(Collected data entries)
┄┄┄┄┄┄┄┄┄┄┄┄┄┄┄┄┄┄┄┄

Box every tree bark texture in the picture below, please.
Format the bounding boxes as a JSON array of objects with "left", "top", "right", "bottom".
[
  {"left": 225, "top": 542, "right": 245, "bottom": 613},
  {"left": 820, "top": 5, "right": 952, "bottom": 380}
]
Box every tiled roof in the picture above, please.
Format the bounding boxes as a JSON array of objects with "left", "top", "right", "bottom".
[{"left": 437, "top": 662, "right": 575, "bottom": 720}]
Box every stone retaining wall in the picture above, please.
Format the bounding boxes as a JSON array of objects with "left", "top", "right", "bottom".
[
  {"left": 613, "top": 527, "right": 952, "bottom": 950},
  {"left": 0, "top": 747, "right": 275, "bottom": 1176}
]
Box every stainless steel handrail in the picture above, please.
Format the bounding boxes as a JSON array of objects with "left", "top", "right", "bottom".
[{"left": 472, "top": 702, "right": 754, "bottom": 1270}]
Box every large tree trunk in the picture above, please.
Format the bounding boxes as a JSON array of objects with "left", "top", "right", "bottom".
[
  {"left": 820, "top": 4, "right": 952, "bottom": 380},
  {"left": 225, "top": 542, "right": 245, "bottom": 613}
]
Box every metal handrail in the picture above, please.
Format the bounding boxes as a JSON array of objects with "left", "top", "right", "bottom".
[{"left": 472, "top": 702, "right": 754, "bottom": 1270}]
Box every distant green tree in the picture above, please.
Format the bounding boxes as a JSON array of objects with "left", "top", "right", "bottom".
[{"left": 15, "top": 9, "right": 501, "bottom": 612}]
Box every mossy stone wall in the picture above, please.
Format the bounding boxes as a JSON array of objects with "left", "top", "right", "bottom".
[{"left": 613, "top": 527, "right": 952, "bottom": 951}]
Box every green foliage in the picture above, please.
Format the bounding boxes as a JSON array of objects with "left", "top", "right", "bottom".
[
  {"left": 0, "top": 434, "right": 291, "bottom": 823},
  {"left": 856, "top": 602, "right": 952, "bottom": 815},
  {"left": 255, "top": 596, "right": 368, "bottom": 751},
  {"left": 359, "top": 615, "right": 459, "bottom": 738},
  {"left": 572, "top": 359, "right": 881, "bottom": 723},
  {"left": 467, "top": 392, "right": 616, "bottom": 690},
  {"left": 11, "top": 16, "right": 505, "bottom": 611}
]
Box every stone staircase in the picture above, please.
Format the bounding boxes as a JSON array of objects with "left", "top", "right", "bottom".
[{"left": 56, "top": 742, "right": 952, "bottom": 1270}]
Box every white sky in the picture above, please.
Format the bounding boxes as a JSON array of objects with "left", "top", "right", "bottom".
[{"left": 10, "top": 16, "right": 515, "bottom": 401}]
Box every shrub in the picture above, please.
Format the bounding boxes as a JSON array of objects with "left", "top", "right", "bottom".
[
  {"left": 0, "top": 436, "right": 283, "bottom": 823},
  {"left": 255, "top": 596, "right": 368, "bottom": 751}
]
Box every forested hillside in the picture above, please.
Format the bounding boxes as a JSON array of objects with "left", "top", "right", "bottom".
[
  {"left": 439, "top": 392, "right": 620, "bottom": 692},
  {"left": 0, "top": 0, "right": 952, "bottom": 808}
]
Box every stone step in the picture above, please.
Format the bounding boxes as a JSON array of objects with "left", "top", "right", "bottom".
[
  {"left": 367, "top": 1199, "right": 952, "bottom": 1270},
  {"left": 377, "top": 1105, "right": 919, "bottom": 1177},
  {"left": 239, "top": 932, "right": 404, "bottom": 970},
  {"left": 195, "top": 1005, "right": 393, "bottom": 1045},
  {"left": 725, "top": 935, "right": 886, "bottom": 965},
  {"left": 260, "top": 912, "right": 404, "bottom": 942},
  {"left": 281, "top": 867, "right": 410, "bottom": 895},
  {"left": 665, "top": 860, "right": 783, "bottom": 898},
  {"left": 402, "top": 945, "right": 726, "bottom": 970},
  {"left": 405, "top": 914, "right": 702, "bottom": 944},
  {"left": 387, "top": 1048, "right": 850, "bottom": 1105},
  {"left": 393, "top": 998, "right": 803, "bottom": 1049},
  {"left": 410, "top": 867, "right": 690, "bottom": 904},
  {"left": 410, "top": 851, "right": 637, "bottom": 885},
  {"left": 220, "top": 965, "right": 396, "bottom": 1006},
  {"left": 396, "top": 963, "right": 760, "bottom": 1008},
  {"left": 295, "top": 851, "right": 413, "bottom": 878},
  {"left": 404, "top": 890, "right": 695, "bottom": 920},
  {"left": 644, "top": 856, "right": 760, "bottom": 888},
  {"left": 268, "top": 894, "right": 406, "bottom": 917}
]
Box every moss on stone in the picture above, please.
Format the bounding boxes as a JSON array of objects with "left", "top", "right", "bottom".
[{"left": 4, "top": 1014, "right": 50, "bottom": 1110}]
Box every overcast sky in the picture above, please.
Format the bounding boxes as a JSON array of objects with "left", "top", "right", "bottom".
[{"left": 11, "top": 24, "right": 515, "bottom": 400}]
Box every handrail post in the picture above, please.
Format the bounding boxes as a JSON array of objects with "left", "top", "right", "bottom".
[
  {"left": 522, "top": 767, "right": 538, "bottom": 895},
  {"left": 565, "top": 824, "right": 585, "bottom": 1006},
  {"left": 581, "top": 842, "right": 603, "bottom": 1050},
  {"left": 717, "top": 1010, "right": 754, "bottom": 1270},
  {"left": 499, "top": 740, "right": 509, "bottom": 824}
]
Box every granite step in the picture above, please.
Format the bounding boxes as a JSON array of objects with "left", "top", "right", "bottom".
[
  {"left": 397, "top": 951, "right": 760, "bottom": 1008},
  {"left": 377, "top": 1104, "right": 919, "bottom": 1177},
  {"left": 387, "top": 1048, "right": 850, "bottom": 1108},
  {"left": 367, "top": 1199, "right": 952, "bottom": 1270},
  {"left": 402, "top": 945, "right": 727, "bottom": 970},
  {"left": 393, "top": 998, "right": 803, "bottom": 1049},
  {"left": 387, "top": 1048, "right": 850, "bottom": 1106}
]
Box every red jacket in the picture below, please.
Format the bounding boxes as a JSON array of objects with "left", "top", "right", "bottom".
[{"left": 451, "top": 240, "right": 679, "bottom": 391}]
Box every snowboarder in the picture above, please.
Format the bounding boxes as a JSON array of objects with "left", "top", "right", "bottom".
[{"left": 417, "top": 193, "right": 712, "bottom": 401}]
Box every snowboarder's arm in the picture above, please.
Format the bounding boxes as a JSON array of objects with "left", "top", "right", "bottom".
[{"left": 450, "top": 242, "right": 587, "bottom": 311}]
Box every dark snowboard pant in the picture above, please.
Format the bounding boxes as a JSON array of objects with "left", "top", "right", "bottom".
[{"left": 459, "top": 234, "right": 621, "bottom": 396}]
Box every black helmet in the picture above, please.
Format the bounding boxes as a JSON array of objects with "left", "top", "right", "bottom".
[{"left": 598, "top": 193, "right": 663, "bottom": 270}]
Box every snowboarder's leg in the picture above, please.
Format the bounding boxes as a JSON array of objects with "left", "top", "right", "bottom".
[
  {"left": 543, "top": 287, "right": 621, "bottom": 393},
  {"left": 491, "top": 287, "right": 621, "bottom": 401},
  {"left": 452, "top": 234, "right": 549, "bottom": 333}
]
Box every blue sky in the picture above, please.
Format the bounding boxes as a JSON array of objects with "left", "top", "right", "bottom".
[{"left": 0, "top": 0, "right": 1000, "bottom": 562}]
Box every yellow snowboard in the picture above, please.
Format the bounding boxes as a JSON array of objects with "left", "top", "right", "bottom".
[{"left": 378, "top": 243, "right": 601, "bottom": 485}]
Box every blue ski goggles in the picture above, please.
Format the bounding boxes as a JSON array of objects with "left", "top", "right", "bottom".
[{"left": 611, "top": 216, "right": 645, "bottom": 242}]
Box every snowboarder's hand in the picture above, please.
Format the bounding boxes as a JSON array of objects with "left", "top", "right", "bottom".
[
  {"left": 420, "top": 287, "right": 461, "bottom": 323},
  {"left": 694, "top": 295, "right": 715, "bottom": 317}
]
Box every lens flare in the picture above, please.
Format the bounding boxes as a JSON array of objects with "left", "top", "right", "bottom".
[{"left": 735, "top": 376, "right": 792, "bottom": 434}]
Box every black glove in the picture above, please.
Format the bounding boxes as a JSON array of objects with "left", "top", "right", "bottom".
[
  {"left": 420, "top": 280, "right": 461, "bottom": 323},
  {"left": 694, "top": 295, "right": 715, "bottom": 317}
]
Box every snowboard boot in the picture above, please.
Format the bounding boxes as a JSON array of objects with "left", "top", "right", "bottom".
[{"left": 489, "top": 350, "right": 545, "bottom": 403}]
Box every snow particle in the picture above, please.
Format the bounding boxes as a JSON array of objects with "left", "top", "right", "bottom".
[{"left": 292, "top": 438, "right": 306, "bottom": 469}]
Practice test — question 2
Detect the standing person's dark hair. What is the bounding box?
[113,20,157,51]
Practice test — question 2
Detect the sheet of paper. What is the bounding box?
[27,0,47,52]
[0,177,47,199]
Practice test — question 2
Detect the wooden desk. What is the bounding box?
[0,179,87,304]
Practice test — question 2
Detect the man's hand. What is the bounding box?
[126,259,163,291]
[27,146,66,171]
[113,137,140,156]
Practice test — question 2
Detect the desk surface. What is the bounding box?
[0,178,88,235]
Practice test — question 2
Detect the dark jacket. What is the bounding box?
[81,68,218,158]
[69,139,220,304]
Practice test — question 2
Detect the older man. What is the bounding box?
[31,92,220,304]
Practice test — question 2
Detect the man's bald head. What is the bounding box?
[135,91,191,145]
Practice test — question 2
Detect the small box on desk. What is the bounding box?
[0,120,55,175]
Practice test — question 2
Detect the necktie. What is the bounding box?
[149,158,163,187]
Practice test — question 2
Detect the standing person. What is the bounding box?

┄┄┄┄┄┄┄┄┄┄┄┄┄┄┄┄┄┄┄┄

Report each line of the rows above that contains the word "Detect". Copy every such line in full.

Detect the standing person's dark hair. What is the bounding box?
Detect the sheet of paper. What is the bounding box?
Detect the wooden desk. What is the bounding box?
Detect the man's hand. What is the bounding box?
Detect the desk surface. What is the bounding box?
Detect the dark jacket. What is the bounding box?
Detect the older man. What is the bounding box?
Detect the man's bald head. What is the bounding box?
Detect the small box on desk. What is the bounding box?
Detect the necktie. What is the bounding box?
Detect the standing person. What is the bounding box?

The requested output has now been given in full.